Verilen alıntı:
*-*-*
BAŞKAN - Sayın Şahin, lütfen tamamlayın.

İDRİS ŞAHİN (Ankara) - Yine, kamuoyunda "4/4 mükerrerler" olarak bilinen uygulama da infaz adaleti açısından büyük bir sorun hâline gelmiştir. Eşitlik, adil yargılama ve ölçülülük ilkeleri de bu düzenlemelerde açıkça ihlal edilmiştir.

KHK'yle görevinden ihraç edilen, hakkında dava açılmamış ya da beraat etmiş vatandaşlarımız ise sosyal ve ekonomik hayattan dışlanarak sivil ölü konumuna itilmiştir. Hakkında hüküm olmayan bir kişiye fiilen ceza uygulamak ne hukuka ne de vicdana sığar. Uzlaşma sağlanmasına rağmen kamu davasına dönüşen dosyalar için de yeni bir düzenleme gereklidir. Uzlaşmanın ruhu barıştır, devletin cezalandırma ısrarı değil.

Sayın milletvekilleri, denetimli serbestlik ve koşullu tahliye sorunları, çek mağdurları, disiplin ve sicil affı, şufa -ön alım- ihtilafları uzlaşma süreçlerinin adil işletilmemesi...
*-*-*
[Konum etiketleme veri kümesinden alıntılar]
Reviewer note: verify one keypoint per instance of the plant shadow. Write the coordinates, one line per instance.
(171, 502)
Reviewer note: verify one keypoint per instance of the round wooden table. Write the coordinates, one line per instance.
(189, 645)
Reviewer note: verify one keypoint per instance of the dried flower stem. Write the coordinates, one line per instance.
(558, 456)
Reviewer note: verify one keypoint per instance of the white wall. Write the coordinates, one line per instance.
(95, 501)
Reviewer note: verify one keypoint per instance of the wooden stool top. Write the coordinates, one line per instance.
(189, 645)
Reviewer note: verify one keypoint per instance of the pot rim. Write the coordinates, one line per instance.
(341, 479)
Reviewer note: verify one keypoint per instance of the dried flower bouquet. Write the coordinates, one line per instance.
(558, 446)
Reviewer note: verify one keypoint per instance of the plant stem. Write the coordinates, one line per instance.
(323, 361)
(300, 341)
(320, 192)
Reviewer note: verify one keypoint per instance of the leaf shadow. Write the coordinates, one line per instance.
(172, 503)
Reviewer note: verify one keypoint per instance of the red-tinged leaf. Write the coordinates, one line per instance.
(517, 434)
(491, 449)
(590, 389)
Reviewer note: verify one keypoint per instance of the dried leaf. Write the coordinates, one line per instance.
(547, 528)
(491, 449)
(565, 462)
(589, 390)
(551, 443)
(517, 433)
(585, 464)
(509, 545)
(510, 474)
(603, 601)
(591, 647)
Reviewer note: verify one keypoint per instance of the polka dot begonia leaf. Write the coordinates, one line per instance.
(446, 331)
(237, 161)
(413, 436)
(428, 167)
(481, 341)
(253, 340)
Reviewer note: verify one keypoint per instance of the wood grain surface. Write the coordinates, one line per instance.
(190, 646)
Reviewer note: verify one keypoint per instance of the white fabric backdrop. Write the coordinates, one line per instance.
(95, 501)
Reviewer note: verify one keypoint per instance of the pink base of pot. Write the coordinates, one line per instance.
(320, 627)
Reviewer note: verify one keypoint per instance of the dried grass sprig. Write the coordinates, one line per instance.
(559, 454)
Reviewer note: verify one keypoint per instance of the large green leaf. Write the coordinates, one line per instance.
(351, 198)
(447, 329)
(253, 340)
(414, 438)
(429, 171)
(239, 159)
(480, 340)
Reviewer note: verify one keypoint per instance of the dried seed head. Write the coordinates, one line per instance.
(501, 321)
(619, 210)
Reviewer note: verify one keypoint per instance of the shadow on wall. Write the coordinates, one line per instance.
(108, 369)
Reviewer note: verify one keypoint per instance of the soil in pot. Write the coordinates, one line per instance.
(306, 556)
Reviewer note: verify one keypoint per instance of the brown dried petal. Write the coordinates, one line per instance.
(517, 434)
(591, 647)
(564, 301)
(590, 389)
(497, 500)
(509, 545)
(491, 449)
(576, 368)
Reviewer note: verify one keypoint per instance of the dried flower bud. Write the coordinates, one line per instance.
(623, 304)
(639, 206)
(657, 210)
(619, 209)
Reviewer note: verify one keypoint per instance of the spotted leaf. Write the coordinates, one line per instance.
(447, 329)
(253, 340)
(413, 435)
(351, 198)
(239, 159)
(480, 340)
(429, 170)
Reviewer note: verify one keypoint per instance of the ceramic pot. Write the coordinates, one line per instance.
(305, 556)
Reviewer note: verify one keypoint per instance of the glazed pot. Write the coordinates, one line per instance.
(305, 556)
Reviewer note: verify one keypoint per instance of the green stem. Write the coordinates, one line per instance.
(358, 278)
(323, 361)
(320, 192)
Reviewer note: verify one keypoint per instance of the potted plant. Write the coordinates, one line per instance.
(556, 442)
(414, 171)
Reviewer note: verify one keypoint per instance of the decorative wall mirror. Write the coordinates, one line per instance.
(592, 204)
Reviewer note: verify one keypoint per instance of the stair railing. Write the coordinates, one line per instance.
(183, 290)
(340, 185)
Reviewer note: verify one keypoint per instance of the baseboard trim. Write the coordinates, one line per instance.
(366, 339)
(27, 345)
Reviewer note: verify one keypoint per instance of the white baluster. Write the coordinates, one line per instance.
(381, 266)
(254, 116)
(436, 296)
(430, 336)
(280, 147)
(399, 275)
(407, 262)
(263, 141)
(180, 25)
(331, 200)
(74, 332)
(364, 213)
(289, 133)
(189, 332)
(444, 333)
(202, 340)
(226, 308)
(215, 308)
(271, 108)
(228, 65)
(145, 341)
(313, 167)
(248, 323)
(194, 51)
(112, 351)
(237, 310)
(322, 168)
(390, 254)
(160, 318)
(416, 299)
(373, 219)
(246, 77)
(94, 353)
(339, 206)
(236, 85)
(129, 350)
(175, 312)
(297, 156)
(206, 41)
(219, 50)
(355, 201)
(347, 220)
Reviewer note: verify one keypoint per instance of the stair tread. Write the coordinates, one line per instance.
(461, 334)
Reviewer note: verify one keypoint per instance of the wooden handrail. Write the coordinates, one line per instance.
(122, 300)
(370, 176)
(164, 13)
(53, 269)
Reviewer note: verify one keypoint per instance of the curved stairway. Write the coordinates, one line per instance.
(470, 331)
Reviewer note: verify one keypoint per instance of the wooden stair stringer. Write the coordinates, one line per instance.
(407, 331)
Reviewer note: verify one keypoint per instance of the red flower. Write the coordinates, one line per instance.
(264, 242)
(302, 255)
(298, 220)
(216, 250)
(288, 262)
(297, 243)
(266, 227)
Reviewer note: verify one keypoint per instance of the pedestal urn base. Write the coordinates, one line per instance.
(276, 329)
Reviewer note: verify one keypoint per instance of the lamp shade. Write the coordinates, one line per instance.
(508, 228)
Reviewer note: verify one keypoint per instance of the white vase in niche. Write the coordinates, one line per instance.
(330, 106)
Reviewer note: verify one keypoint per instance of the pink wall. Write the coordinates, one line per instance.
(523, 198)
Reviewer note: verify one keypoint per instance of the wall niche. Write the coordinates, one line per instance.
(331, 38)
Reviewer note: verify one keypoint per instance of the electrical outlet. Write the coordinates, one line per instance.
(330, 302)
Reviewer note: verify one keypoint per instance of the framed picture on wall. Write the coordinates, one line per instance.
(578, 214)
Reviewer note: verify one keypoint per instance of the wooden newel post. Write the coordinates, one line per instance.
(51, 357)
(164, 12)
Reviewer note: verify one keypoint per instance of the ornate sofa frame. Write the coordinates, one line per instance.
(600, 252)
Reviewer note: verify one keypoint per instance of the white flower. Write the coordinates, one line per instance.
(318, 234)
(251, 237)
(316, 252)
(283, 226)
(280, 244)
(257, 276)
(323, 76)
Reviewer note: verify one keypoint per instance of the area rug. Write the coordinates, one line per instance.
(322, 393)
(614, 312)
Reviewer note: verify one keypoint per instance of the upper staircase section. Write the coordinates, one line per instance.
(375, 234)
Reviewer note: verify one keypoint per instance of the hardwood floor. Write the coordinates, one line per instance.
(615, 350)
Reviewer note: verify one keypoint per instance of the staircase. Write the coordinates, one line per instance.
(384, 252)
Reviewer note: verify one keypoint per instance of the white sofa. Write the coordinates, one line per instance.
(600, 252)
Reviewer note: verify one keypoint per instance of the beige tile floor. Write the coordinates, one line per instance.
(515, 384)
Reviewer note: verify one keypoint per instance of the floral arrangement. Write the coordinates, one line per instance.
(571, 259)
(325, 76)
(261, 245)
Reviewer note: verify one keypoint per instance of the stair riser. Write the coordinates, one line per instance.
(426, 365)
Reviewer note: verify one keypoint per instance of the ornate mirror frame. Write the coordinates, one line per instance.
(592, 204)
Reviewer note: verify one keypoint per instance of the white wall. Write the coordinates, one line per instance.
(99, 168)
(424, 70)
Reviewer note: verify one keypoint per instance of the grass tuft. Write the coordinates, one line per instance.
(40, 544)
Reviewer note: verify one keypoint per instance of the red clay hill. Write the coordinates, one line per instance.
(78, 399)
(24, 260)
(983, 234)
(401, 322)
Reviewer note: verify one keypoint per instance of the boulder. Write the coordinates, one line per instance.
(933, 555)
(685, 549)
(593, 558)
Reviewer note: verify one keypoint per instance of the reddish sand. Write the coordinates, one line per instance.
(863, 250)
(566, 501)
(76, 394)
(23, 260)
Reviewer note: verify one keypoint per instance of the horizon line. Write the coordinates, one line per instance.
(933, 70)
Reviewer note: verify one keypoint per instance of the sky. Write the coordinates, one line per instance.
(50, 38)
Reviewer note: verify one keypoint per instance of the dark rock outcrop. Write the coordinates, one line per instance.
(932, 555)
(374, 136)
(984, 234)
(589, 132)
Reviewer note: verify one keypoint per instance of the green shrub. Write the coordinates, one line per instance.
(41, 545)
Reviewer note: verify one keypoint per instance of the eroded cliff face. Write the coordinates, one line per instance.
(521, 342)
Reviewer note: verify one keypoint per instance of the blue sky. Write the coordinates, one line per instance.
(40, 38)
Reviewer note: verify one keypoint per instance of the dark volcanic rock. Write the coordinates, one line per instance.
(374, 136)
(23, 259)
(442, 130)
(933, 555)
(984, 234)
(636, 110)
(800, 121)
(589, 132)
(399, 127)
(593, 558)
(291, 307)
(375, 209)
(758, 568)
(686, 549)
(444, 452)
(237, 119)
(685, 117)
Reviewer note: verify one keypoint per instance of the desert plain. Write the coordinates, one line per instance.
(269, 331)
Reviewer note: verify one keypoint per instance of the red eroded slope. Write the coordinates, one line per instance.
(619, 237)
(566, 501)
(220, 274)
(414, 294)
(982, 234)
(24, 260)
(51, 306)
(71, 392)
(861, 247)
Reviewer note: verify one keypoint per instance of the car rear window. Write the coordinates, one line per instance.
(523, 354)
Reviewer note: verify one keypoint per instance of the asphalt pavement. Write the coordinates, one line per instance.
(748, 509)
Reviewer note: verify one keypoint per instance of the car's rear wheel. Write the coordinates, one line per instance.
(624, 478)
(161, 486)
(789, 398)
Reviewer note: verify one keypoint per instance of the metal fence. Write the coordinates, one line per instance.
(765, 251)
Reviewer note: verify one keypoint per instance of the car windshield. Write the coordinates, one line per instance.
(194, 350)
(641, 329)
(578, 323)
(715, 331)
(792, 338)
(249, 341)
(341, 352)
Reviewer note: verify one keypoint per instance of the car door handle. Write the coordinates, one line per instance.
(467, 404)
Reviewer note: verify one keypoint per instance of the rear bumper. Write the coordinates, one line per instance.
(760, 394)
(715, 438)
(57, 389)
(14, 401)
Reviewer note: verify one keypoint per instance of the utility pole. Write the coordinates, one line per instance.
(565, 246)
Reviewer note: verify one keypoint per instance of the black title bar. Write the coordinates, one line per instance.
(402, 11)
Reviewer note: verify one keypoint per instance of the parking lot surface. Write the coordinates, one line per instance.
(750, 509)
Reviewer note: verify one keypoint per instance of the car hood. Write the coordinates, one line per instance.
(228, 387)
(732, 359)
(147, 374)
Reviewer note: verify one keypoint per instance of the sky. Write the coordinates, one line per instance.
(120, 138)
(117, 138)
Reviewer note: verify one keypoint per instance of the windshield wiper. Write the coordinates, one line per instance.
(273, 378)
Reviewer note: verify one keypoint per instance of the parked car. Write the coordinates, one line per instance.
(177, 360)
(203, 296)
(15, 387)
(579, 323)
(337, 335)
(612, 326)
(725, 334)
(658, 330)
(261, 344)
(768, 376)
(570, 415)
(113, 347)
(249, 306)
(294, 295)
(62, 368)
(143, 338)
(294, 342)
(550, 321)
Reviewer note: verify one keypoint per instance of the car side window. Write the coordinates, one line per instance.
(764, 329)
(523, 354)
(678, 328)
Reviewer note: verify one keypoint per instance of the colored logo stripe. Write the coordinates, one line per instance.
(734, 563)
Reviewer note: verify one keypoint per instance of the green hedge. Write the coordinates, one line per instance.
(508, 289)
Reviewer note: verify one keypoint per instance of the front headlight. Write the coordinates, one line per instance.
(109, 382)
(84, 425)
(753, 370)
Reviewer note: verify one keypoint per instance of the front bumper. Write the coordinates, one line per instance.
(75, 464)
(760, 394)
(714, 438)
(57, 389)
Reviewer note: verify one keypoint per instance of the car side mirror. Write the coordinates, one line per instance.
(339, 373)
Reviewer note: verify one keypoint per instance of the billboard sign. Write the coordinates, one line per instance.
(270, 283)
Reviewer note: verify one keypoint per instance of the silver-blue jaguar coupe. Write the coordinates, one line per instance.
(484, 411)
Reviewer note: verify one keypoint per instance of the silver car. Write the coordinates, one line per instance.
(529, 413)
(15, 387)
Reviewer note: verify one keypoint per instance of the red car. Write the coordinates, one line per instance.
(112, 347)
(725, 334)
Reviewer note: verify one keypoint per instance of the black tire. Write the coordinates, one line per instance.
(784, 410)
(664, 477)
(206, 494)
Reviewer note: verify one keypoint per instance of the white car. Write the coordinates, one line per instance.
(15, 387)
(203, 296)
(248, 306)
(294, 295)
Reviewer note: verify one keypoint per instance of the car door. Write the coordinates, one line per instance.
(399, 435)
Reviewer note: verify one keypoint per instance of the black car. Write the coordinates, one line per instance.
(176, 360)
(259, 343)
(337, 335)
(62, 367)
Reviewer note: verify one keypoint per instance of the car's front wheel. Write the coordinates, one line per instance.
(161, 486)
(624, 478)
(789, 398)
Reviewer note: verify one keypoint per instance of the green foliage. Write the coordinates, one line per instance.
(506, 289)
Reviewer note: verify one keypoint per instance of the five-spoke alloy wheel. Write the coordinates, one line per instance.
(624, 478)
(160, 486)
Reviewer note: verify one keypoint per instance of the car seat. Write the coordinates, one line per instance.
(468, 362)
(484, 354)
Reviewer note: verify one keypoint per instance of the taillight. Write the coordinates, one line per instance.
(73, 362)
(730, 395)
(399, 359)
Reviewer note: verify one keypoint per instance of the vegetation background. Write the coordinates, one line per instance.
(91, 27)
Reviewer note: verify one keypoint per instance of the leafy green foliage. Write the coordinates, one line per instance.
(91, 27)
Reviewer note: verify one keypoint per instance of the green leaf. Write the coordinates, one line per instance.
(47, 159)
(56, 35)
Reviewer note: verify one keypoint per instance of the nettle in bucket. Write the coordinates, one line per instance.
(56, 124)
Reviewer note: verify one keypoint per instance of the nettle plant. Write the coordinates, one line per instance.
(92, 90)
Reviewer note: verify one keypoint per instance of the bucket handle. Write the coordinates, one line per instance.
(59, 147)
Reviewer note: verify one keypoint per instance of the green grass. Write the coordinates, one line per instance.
*-*-*
Yazılı görev 1: Meclis konuşmasında, infaz düzenlemelerinde açıkça ihlal edildiği belirtilen ilkeleri sıralayın.
Yazılı görev 2: Meclis konuşmasını, gösterilen son cümlenin ardından devam ettirin.
Satırlar bu çalışma için gerekli değildir.

Görev sonucu 1:
- Eşitlik
- Adil yargılama
- Ölçülülük

Görev sonucu 2:
BAŞKAN - Sayın Şahin, son kez uzatıyorum.

İDRİS ŞAHİN (Ankara) - Son olarak, evet.

BAŞKAN - Buyurun.

İDRİS ŞAHİN (Ankara) - Bu başlıklar sadece bir liste değil milletin adalet, eşitlik ve umut çağrısıdır ama görüyoruz ki iktidar bu çağrıdan bihaber bir şekilde milletin gerçek gündeminden uzak hareket etmektedir.

Buradan açık çağrımı yineliyorum: Meclisi çalıştırın, yasamayı işletin, milletin sesine kulak verin. İnfaz düzenlemesini, adalet reformunu, eşitlik ilkesini daha fazla ertelemeyin. Millet artık sözde değil icraat bekliyor, adalet bekliyor, vicdan bekliyor diyorum, hepinizi saygıyla selamlıyorum.